— Start EXTRACTED RECORDS —
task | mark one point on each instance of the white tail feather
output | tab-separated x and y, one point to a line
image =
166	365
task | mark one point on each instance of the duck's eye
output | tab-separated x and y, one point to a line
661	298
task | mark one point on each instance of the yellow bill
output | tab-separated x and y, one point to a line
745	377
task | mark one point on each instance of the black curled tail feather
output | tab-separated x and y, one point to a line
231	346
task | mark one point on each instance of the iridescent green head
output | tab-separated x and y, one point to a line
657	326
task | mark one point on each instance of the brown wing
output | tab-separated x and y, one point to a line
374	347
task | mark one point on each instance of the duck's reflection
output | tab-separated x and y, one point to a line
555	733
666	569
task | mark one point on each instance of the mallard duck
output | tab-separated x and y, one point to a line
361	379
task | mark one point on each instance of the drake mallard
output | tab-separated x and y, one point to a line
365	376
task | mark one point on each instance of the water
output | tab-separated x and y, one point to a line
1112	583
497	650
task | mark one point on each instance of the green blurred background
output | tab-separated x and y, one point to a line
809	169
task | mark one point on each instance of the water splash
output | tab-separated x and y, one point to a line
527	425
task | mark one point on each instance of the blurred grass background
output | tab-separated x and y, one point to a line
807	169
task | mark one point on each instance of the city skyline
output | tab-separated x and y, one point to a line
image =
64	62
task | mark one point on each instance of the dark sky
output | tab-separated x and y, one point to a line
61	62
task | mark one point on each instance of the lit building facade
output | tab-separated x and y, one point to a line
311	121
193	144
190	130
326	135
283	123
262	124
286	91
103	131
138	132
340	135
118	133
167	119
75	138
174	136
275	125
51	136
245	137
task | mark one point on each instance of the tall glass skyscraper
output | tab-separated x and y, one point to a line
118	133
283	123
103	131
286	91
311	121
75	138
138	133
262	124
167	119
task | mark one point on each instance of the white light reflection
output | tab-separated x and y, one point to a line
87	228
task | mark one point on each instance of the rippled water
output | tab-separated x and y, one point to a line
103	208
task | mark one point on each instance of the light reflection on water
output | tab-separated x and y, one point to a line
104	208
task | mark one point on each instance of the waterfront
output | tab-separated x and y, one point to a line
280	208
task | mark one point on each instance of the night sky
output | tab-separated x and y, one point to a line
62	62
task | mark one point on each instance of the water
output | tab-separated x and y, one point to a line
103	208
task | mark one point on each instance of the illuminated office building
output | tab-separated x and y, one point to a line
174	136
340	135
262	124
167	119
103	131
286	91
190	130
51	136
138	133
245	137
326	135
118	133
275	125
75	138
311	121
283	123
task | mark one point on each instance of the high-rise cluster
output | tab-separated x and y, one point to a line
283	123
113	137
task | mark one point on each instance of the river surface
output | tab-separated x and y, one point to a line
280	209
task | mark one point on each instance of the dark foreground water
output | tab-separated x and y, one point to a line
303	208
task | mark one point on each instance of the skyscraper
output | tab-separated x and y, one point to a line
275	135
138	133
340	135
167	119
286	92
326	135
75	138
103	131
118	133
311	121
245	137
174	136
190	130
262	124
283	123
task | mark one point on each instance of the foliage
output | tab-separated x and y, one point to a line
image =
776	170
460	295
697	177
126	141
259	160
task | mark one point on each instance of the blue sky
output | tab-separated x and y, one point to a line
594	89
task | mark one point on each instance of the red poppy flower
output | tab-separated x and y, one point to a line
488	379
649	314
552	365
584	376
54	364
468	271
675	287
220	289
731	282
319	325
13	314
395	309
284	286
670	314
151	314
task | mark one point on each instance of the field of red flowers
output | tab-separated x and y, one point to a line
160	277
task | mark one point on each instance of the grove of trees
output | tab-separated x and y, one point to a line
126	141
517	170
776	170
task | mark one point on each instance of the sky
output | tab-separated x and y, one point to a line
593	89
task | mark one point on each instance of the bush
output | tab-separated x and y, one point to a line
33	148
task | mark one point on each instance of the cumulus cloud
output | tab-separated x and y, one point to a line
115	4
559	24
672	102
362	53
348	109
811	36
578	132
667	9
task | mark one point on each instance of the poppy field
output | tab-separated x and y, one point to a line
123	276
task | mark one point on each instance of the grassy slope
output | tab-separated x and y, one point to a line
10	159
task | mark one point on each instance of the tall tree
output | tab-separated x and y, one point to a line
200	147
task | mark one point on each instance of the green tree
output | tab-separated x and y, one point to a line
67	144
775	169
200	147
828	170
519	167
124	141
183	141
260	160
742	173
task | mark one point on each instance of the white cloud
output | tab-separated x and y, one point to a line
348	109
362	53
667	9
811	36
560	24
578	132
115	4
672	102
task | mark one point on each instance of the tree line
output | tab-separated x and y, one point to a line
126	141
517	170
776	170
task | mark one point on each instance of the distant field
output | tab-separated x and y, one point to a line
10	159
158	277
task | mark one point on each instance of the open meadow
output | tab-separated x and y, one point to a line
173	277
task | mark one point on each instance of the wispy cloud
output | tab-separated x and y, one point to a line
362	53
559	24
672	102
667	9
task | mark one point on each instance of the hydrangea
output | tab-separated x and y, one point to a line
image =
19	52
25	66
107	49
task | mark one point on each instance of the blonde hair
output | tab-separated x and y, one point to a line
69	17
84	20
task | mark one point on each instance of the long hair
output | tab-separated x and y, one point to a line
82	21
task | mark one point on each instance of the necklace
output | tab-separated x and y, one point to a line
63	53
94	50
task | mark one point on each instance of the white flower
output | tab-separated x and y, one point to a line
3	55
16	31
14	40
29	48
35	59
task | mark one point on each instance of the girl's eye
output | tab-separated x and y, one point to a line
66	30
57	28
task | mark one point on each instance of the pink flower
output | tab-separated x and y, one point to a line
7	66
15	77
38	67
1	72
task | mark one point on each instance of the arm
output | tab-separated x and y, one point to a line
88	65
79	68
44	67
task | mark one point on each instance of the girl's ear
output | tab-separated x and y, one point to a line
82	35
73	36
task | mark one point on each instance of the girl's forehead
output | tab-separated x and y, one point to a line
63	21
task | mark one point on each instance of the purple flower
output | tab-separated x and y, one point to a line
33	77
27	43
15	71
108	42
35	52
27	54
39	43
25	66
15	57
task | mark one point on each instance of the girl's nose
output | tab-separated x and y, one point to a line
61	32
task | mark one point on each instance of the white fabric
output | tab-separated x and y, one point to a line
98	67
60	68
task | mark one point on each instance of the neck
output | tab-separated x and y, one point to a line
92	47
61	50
— End EXTRACTED RECORDS —
**TO BE DONE**
Set down all of the records shown above once more, exactly.

**FINAL RESULT**
task | mark one point on each instance of the white tail feather
output | tab-separated x and y, one point to a line
image =
166	365
task | mark one point on each instance of the duck's eye
output | tab-separated x and y, one point to a line
661	298
task | mark one point on each instance of the yellow bill
output | tab-separated x and y, one point to a line
745	377
task | mark one point on each instance of the black curled tail feather
output | tab-separated x and y, one point to a line
231	346
task | mark one point on each instance of the iridescent green head
output | tab-separated x and y, one point to a line
657	326
task | mark one point on each instance of the brown wing
output | tab-separated x and y, one point to a line
374	347
task | mark one point on each instance of the duck's reflection
output | tab-separated x and y, one point to a line
555	733
666	569
task | mark one point on each instance of the mallard duck
output | tab-separated x and y, one point to a line
361	379
task | mark one point on each instance of the drake mallard
output | tab-separated x and y, one point to a line
365	376
task | mark one point on each instance of the water
output | tab-separated x and y, one point to a line
1112	583
497	650
task | mark one point on each instance of the green blurred background
output | tab-separated x and y, one point to a line
809	169
task | mark one point on each instance of the water splash
output | tab-separated x and y, one point to a line
527	425
task | mark one point on each instance of the blurred grass background
output | tab-separated x and y, one point to a line
807	169
task | mark one point on each instance of the city skyline
output | tab-separated x and y, one point to a line
image =
64	62
task | mark one point on each instance of the dark sky
output | tab-separated x and y, one point to a line
61	62
task | mark one point on each instance of the lit building facade
output | tab-separated x and y, one point to a line
311	121
193	144
190	130
326	135
283	123
262	124
286	91
103	131
138	132
340	135
118	133
167	119
75	138
174	136
275	125
51	136
245	137
task | mark one point on each instance of the tall glass skyscraper
output | tab-separated x and y, one point to a line
118	133
283	123
103	131
286	91
311	121
75	138
138	133
262	124
167	119
task | mark one point on each instance of the white light reflection
output | tab-separated x and y, one point to a line
87	228
task | mark one point on each instance of the rippled water
output | tab-separated x and y, one point to a line
103	208
task | mark one point on each instance of the light reflection on water
output | tab-separated x and y, one point to a line
104	208
task | mark one point on each instance of the waterfront
output | tab-separated x and y, one point to a line
280	208
task | mark one point on each instance of the night sky
output | tab-separated x and y, one point to a line
62	62
task | mark one point on each instance of the water
output | tab-separated x and y, one point to a line
103	208
task | mark one point on each instance of the illuminated office building
output | tab-separated x and y, one point to a line
174	136
340	135
262	124
167	119
103	131
286	91
190	130
51	136
138	133
245	137
326	135
118	133
275	125
75	138
311	121
283	123
task | mark one point on each instance of the high-rise cluster
output | tab-separated x and y, one point to a line
283	123
113	137
task | mark one point on each instance of the river surface
output | tab-separated x and y, one point to a line
280	209
task | mark one point on each instance of the dark foreground water
output | tab-separated x and y, one point to a line
303	208
task | mark one point on each instance of the skyscraper
output | tab-separated x and y, one point to a line
275	135
138	133
340	135
167	119
286	92
326	135
75	138
103	131
118	133
311	121
245	137
174	136
190	130
262	124
283	123
task | mark one point on each instance of the foliage
output | tab-separated x and y, one point to a line
image =
776	170
460	295
697	177
126	141
259	160
task | mark one point on each instance of the blue sky
output | tab-separated x and y, one point to a line
594	89
task | mark one point on each instance of the red poppy flower
output | tab-separated x and y, one point to a line
488	379
649	314
552	365
584	376
54	364
468	271
675	287
220	289
731	282
319	325
13	314
395	309
284	286
670	314
151	314
task | mark one point on each instance of the field of red flowers
output | tab-separated x and y, one point to a line
160	277
task | mark one point on each instance of the grove of trees
output | tab-separated x and y, one point to a line
126	141
517	170
776	170
task | mark one point on each instance of the sky
output | tab-separated x and y, one point to a line
593	89
task | mark one point on each instance of the bush
output | tab-separated x and y, one point to a line
33	148
task | mark one point on each instance of the cumulus cloud
output | tab-separated x and y, one point to a line
115	4
559	24
672	102
362	53
348	109
811	36
578	132
667	9
task | mark one point on each instance of the poppy field
output | tab-separated x and y, one point to a line
123	276
task | mark one point on each instance of the grassy slope
output | tab-separated x and y, one point to a line
10	159
task | mark one point on each instance of the tall tree
output | tab-separated x and y, one point to a line
200	147
task | mark one point on each instance of the green tree
output | tab-separated x and y, one point to a line
67	144
775	169
200	147
828	170
519	167
124	141
183	141
260	160
742	173
task | mark one point on each instance of the white cloud
output | tab-separated x and y, one point to a line
348	109
362	53
667	9
811	36
560	24
578	132
115	4
672	102
task | mark one point on each instance of the tree line
output | tab-separated x and y, one point to a line
126	141
517	170
776	170
task | mark one point on each instance of the distant field
output | tab-separated x and y, one point to a line
10	159
158	277
task | mark one point on each instance of the open meadow
output | tab-separated x and y, one point to a line
173	277
task | mark one point on each instance of the wispy cloud
output | tab-separated x and y, one point to a line
362	53
559	24
672	102
667	9
task | mark one point on each instance of the hydrangea
output | tab-separated x and y, one point to a line
image =
19	52
25	66
107	49
task | mark one point on each instance of the blonde hair
output | tab-separated x and y, one point to a line
69	17
84	20
task | mark one point on each instance of the long hair
output | tab-separated x and y, one point to a line
82	21
task | mark one point on each instance of the necklace
output | tab-separated x and y, one point to a line
63	53
94	50
task | mark one point on each instance of the white flower
output | tab-separated x and y, one point to a line
3	55
16	31
14	40
29	48
35	59
task | mark one point on each instance of the girl's eye
output | tab-separated x and y, one point to a line
66	30
57	28
task | mark one point on each instance of the pink flower
output | tab-separated x and y, one point to a line
7	66
15	77
38	67
1	72
task | mark one point on each instance of the arm
output | tab-separated x and y, one point to a line
88	65
79	68
44	67
task | mark one point on each instance of the girl's ear
output | tab-separated x and y, one point to a line
82	35
73	36
task | mark one point on each instance of the girl's forehead
output | tab-separated x and y, one point to a line
63	21
task | mark one point on each instance of the purple flower
output | tab-separated x and y, one point to a line
33	77
27	43
15	71
108	42
35	52
27	54
39	43
25	66
15	57
task | mark one point on each instance of the girl's nose
output | tab-separated x and y, one point to a line
61	32
task | mark one point on each instance of the white fabric
output | tab-separated x and y, one point to a line
98	67
60	68
task | mark one point on each instance of the neck
output | tab-separated x and y, one point to a line
92	47
61	50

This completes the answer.